STATED TASK:
Render the lines of the dataset rows, from the first line through the line containing "x=293, y=149", inclusive, as a Markdown table with the columns Row and Line, omitting any blank lines.

Dataset rows
══════════════════════════════
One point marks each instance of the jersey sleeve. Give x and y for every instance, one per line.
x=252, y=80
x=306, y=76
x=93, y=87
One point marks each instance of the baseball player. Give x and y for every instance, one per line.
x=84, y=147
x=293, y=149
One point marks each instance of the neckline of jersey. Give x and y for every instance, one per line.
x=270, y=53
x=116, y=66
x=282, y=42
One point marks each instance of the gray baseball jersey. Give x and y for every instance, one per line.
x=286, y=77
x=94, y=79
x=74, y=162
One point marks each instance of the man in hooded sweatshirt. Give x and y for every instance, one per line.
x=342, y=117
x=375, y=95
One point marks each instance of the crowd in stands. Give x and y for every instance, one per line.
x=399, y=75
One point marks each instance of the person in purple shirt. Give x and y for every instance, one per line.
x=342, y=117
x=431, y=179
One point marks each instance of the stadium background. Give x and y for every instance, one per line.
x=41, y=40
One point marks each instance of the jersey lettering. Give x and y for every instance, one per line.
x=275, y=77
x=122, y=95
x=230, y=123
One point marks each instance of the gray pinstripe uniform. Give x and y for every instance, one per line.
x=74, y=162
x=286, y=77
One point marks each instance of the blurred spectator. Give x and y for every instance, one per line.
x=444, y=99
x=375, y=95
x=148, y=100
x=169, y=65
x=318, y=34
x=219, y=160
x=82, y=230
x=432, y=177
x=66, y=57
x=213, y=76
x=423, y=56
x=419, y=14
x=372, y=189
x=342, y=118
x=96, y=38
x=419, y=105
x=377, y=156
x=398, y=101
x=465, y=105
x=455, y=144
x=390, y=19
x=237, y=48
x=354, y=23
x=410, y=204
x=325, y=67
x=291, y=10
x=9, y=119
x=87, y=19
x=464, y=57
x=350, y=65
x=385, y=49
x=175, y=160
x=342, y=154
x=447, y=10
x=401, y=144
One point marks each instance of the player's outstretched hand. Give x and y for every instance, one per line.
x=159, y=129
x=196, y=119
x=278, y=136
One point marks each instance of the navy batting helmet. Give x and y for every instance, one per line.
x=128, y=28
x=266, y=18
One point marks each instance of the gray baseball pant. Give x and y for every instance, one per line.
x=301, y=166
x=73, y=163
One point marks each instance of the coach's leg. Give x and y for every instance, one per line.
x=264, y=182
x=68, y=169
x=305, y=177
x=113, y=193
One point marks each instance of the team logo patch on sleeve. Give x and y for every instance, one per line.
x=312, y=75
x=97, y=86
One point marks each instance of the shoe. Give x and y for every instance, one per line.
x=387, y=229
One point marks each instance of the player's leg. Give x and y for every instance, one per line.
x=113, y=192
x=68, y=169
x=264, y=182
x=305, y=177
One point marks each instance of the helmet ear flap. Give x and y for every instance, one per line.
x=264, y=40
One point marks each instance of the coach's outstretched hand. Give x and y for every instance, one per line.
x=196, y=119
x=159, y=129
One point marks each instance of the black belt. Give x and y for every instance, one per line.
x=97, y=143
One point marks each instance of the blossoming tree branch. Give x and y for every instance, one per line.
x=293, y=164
══════════════════════════════
RESPONSE TO THIS EXERCISE:
| Row | Line |
|---|---|
| 1 | One point marks each instance of the jersey sleeve. Give x and y for every instance, one per line. |
| 2 | x=252, y=80 |
| 3 | x=306, y=76 |
| 4 | x=93, y=87 |
| 5 | One point marks each instance of the baseball player. Give x and y for every instance, one per line. |
| 6 | x=84, y=147 |
| 7 | x=293, y=149 |